[Start Source data]

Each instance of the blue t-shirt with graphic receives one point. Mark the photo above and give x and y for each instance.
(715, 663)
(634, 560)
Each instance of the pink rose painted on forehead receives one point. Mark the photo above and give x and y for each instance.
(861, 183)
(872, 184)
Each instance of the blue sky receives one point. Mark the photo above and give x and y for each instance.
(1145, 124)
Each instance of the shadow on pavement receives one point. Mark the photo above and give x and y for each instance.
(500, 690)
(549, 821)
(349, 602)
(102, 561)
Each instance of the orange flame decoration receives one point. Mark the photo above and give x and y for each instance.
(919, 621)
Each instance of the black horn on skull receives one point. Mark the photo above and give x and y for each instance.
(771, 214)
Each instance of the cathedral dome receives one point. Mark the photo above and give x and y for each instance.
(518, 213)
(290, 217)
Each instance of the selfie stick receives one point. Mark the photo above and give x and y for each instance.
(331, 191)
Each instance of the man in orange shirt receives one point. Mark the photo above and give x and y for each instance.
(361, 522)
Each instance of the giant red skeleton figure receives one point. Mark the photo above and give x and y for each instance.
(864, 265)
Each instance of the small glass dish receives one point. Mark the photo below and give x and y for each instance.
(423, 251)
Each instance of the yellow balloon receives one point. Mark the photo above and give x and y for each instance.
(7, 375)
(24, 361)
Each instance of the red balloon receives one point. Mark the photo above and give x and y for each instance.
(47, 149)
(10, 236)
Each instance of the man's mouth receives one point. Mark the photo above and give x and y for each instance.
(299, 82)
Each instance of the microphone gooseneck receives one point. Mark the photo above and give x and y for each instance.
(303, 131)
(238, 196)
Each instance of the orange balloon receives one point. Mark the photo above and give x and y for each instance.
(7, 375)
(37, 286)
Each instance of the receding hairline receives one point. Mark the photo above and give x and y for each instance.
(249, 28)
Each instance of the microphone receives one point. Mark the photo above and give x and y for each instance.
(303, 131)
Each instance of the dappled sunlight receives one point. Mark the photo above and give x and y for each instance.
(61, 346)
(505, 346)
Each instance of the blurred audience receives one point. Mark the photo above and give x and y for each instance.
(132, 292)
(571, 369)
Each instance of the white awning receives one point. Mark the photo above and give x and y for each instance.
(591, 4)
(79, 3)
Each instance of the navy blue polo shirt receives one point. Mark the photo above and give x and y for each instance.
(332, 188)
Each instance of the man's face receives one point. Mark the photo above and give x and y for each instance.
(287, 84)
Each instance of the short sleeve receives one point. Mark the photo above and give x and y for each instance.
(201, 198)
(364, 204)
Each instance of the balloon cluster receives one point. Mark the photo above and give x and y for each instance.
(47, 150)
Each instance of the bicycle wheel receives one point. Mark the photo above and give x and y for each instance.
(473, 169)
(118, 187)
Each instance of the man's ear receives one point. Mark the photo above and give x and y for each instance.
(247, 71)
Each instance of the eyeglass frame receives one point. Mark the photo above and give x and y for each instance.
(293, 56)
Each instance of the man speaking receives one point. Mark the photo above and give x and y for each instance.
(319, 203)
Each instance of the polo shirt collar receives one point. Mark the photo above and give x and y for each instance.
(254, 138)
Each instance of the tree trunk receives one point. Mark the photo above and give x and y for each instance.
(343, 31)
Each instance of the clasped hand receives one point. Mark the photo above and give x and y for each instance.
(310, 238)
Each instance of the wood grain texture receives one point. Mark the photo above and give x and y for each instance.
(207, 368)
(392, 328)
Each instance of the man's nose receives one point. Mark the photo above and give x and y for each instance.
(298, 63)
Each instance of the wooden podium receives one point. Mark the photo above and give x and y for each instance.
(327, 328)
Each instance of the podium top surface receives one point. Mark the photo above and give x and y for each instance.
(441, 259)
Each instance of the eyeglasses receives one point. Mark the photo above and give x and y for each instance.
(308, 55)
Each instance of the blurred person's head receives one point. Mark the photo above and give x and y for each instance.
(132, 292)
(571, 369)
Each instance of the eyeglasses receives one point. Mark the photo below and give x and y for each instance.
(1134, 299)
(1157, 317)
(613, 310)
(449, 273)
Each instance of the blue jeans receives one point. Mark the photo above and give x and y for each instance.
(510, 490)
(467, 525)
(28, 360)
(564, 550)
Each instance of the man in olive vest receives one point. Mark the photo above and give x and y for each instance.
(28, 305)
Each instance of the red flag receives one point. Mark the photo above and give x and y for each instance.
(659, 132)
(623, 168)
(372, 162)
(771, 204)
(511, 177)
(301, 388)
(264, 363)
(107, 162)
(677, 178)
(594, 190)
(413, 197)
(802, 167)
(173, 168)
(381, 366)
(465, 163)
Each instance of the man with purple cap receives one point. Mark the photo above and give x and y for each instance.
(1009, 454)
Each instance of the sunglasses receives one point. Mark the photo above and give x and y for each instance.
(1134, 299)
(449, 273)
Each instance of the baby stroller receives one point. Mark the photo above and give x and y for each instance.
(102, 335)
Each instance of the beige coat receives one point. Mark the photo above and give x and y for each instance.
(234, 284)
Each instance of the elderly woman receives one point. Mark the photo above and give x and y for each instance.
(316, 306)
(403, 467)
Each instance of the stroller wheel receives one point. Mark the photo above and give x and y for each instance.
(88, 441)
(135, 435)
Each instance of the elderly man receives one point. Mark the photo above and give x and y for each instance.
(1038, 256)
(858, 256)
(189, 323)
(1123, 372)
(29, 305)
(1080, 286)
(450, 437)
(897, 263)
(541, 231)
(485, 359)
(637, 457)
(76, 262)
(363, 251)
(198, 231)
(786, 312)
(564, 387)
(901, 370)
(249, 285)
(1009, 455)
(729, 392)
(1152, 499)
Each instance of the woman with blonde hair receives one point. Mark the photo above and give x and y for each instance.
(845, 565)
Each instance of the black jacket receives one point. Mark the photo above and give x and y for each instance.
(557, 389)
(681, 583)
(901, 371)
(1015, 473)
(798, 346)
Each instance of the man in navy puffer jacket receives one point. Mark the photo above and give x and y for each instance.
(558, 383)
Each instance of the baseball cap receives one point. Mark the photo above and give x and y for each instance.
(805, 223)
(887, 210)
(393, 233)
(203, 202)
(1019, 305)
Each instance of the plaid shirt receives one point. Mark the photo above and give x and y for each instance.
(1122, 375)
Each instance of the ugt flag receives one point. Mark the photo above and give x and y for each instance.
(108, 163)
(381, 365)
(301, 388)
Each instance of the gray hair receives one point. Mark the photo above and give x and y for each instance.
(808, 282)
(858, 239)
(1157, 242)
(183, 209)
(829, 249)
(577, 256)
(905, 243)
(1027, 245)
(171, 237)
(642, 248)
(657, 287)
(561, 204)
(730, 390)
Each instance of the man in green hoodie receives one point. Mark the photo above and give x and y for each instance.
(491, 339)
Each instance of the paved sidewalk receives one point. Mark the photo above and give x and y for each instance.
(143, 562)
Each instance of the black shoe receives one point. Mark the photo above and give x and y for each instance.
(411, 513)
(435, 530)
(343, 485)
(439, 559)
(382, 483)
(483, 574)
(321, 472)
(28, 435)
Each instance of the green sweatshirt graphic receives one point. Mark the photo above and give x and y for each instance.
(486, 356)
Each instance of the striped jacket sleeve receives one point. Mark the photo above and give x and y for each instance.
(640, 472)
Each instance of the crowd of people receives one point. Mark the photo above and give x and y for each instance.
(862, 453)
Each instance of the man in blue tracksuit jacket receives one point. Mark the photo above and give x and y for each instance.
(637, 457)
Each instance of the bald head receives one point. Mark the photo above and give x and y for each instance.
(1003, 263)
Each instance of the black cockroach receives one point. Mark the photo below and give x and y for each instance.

[End Source data]

*Exercise description*:
Can you give every line above again, exactly as written?

*Result of this exercise*:
Each instance of the blue t-shirt with graphic receives one point. Mark the photo above and give x and y for each instance.
(715, 663)
(634, 560)
Each instance of the pink rose painted on forehead receives one point. Mark the photo above and give x and y for each instance.
(861, 183)
(872, 184)
Each instance of the blue sky receives one point. Mark the photo above and give x and y for each instance.
(1145, 124)
Each instance of the shadow on pavement receives one point. Mark the photo above and give x and y for each instance.
(500, 690)
(549, 821)
(349, 602)
(102, 561)
Each instance of the orange flame decoration receives one point. Mark the photo above and give x and y for each instance.
(919, 621)
Each instance of the black horn on skull receives one point. Mark the photo above and give x and y for each instance.
(771, 214)
Each instance of the cathedral dome receives one point. Mark the photo above and give x and y for each instance.
(518, 213)
(290, 217)
Each instance of the selfie stick receives one point. Mark the photo above and give x and y for each instance.
(331, 191)
Each instance of the man in orange shirt receives one point. Mark the photo above and give x and y for each instance.
(361, 522)
Each instance of the giant red skeleton figure receives one point. Mark the photo above and give x and y for each instance.
(864, 265)
Each instance of the small glass dish receives one point. Mark the photo below and give x and y for each instance.
(423, 251)
Each instance of the yellow balloon receives one point. Mark the photo above and give x and y for each instance.
(7, 375)
(24, 361)
Each instance of the red balloon receives one point. Mark the photo above and give x and y for each instance.
(47, 149)
(10, 236)
Each instance of the man's mouth receives one point. Mark the photo above and give x and y for each instance.
(299, 82)
Each instance of the microphone gooseneck receives one point. Mark the photo above and give x and y for each instance.
(303, 131)
(238, 196)
Each instance of the orange balloon receives one point. Mark the photo above and give x and y for each instance.
(7, 375)
(37, 286)
Each instance of the receding hairline receives one point. Mark the photo above and give x and y for each instance.
(249, 28)
Each instance of the microphone receives one point. Mark the photo above and give x and y for each instance.
(303, 131)
Each instance of the dappled sunlight receives one point. Mark the photo above and give x and y for each instance.
(61, 346)
(505, 346)
Each instance of the blurred audience receives one point. Mark the photo above and give x and y for each instance.
(132, 292)
(571, 369)
Each instance of the white awning receives one point. Mark the photo above and give x and y for each instance.
(591, 4)
(79, 3)
Each instance of the navy blue polo shirt receives one point. Mark the photo above and give x and y for each instance.
(332, 188)
Each instance of the man's face receives one point. Mark the photo above and give x and y for each instance.
(287, 84)
Each instance of the short sleeve receives one point. Mark the photo above and give x and y for each instance.
(201, 198)
(364, 204)
Each instance of the balloon cluster receives one point. Mark the photo above and give x and y for each instance.
(47, 150)
Each instance of the bicycle wheel receives one point. Mark the photo above and give x and y for each instance.
(473, 169)
(118, 187)
Each instance of the man's ear receives one point. Mark the photo above and give x and y for each instance.
(247, 71)
Each instance of the eyeglass frame receives one point. Mark the photo above and give x and y for each instance.
(293, 56)
Each instance of the man speaking receives one point. Mark the photo above and give x and y for each instance.
(319, 203)
Each instance of the polo shirt collar receives one point. Mark the photo above and give x and y for each instance.
(254, 138)
Each instance of the tree trunk receives one point. Mark the photo above and give x and y for each instance.
(343, 31)
Each instance of the clasped hand receives one point. Mark the photo above and give x and y for each instance.
(310, 238)
Each instance of the wood grain texture receives one point. Mark the photo above and give x and y for each instance.
(207, 368)
(392, 328)
Each instance of the man's nose receives one point. Mark the photo above and give x and y for each instance.
(298, 63)
Each instance of the wooden podium receives one point. Mark the photo above and give x and y for each instance.
(327, 328)
Each instance of the podium top surface receives one point. Mark the photo above and give x and y for each instance.
(441, 259)
Each instance of the eyeglasses receives one point. Mark the photo above and give x and y for each instance.
(308, 55)
Each instance of the blurred person's head receives one point. Mark the photo above and give x and y for each instance.
(132, 292)
(571, 369)
Each instance of the eyeglasses receives one point. Mark the photo below and give x and y for each instance.
(1134, 299)
(1157, 317)
(613, 310)
(449, 273)
Each instance of the blue jeans receives one point. Mark the photo above and give x and y for each instance.
(510, 490)
(467, 525)
(28, 360)
(564, 550)
Each instance of the man in olive vest receives one point. Mark the photo above and give x and y for each instance.
(28, 305)
Each instance of the red flag receives one point. Mark the photo above and give x and y for each instance.
(659, 132)
(623, 168)
(372, 162)
(771, 204)
(511, 177)
(301, 388)
(264, 363)
(107, 162)
(677, 178)
(594, 190)
(413, 197)
(802, 167)
(173, 168)
(381, 366)
(465, 163)
Each instance of the man with purple cap receives one point. Mark the photo above and give x and y for each instance.
(1009, 454)
Each instance of the sunglasses receives one point. Mark the photo above and give x and y for each instance.
(1134, 299)
(449, 273)
Each instance of the baby stroller receives one point. Mark the photo above and give x and y for each instance.
(102, 335)
Each instance of the beige coat receives one point. Mark the photo above and give x and y for each instance.
(234, 284)
Each instance of the elderly woman receives one point. Mark the photo above and give x and y for each instance.
(316, 306)
(403, 467)
Each instance of the stroller wheel receives one point. Mark the photo above and give x and y for each instance.
(88, 441)
(135, 435)
Each instance of the elderly man receives one point. Mark the photo above and give x and y for each instance.
(1038, 256)
(858, 256)
(189, 323)
(1123, 372)
(29, 305)
(1080, 286)
(450, 437)
(897, 263)
(541, 231)
(485, 359)
(637, 457)
(76, 262)
(363, 251)
(198, 231)
(786, 312)
(564, 387)
(901, 370)
(249, 285)
(1009, 455)
(729, 392)
(1152, 499)
Each instance of the woman with blonde hair receives one point. Mark the photo above and give x and y for each instance.
(845, 565)
Each instance of the black jacket receives one point. Mark the photo above and give x and y for each instance.
(557, 389)
(681, 583)
(901, 371)
(1015, 473)
(798, 346)
Each instance of the man in navy puffer jacket receives one point. Mark the photo above and give x and y for each instance.
(558, 383)
Each instance of the baseball cap receives one point. Mark the photo above and give x and y for each instance.
(805, 223)
(887, 210)
(393, 233)
(203, 202)
(1019, 305)
Each instance of the plaid shirt receives one point. Mark the photo above and give x and y for each instance.
(1122, 375)
Each instance of the ugt flag receives one point. Mark the photo above and give x and y for each instance.
(108, 163)
(381, 365)
(301, 388)
Each instance of the gray hair receives one point. Mark the photo above and give x and y for each instance.
(808, 282)
(858, 239)
(1157, 242)
(183, 209)
(829, 249)
(577, 256)
(905, 243)
(1027, 245)
(171, 237)
(642, 248)
(657, 287)
(561, 204)
(730, 390)
Each instance of the man in green hoodie receives one point. Mark the photo above and give x and y for each instance.
(491, 339)
Each instance of the paved sidewalk receives one point. Mark the photo above and give x and y for each instance.
(143, 562)
Each instance of the black shoe receives one point. Mark the photo above and give x and y for each instance.
(411, 513)
(435, 530)
(343, 485)
(439, 559)
(382, 483)
(483, 574)
(321, 472)
(28, 435)
Each instance of the green sweatshirt graphic receives one point. Mark the photo above and give x and y for each instance.
(486, 356)
Each instance of the striped jacket sleeve receives one point. Mark the photo above and give x and y for each instance.
(640, 472)
Each instance of the crowd of people receives one point. Mark the photo above and give x and y for each instance.
(862, 453)
Each instance of the man in blue tracksuit jacket receives one point. Mark the photo above and give x and y for each instance.
(637, 457)
Each instance of the bald head receives one point. Mark the photo above and give x and y for each instance.
(1003, 263)
Each instance of the black cockroach receives one point. Mark the photo below and give x and y for each instance.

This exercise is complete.